(DESCRIPTION OF THE TASK):
Look below for the line holding "Planogram-check task. Target: girl" and the line holding "Planogram-check task. Target: black sneaker". Transcribe exactly those lines and all lines between them, nothing more.
===== SOURCE MATERIAL =====
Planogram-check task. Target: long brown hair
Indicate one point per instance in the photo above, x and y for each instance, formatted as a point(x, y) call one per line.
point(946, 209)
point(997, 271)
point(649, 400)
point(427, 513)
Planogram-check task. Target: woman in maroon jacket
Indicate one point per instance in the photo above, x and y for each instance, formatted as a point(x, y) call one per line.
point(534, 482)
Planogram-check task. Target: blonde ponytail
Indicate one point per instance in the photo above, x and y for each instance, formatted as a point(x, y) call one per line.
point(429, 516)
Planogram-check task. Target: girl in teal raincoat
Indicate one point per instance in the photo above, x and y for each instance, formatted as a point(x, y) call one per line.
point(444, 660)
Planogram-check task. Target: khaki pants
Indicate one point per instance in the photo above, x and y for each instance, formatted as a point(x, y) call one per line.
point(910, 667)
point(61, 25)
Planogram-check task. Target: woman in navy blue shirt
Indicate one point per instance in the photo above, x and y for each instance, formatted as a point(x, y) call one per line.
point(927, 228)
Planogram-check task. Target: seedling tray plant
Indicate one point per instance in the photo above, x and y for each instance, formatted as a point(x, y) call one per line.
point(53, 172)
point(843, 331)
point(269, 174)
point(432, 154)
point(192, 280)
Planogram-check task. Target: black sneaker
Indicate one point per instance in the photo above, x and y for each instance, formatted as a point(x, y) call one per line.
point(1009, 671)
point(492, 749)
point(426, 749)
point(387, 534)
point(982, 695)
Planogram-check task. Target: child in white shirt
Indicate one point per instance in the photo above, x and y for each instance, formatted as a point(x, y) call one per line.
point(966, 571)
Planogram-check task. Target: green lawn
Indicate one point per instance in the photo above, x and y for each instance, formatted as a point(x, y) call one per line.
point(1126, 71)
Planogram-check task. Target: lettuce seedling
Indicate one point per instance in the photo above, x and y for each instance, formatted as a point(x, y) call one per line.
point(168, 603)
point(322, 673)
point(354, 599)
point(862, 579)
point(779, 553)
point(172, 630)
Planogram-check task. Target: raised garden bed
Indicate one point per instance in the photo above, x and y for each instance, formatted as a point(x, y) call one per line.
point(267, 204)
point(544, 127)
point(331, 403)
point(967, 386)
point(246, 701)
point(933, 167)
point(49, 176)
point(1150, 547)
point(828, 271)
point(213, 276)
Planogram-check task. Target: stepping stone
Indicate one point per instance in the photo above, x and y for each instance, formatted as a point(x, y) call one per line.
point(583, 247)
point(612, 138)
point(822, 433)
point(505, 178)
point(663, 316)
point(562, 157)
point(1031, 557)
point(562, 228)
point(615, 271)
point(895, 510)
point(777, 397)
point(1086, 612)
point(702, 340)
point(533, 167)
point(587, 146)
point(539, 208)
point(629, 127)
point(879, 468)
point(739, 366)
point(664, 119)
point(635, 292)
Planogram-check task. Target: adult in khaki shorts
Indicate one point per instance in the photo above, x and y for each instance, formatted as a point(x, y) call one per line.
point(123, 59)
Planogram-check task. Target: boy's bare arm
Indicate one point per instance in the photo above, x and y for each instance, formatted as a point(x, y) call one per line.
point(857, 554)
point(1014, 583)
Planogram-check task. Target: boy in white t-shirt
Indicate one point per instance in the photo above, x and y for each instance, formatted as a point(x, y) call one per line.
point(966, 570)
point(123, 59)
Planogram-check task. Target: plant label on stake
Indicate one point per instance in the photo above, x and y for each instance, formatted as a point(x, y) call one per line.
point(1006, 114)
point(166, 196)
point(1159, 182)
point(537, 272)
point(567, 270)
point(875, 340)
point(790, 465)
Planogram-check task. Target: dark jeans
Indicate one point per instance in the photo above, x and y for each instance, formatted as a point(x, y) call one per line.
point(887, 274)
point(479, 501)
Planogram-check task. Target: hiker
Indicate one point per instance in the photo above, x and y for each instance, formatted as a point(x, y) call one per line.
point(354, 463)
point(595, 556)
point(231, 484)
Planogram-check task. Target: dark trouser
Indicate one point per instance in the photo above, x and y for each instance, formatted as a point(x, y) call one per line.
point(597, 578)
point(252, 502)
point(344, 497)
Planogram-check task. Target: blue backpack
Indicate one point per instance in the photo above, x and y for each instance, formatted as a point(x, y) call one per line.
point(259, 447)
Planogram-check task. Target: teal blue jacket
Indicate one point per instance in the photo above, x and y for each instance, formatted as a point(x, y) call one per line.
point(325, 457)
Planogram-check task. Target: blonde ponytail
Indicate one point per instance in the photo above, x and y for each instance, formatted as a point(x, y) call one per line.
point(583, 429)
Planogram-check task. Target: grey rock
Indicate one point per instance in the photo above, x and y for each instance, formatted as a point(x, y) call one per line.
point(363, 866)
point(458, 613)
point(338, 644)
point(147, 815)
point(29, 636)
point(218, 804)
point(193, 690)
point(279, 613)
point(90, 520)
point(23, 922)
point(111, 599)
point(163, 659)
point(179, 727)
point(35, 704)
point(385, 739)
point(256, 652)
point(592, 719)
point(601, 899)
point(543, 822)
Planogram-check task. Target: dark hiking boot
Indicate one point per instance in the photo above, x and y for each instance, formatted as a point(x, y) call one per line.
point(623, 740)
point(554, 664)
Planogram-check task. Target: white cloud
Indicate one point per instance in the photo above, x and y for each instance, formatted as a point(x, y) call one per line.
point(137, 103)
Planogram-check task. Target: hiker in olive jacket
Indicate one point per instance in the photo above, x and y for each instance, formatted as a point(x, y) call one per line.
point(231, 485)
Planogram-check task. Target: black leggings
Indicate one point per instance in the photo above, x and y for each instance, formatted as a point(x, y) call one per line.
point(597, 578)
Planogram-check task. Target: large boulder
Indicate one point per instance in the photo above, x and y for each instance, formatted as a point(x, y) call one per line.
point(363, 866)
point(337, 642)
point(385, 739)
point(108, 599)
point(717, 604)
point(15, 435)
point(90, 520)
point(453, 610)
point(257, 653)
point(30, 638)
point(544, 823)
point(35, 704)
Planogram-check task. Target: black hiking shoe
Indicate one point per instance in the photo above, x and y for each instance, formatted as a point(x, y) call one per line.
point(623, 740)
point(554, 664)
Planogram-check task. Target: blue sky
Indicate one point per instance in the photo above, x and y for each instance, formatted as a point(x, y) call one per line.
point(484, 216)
=====
(RESPONSE TO THIS EXERCISE):
Planogram-check task. Target: girl in teal raincoat
Indicate one point per instance in the photo above, x and y for each instance, formatted as a point(x, y) call one per line.
point(444, 660)
Planogram-check task. Target: khaki pants
Indicate one point per instance in the photo above, x and y for each instance, formatted as a point(x, y) call one per line.
point(910, 667)
point(61, 25)
Planogram-check task. Target: woman in navy blue shirt
Indicate one point per instance in the photo above, x and y for each instance, formatted as a point(x, y) call one per line.
point(927, 228)
Planogram-check task. Target: seedling tray plant
Indicate one point per instance in the photo above, x and y for each instance, formatted as a point(x, y) call one per line.
point(53, 172)
point(843, 331)
point(269, 174)
point(432, 154)
point(192, 280)
Planogram-check task. Target: black sneaker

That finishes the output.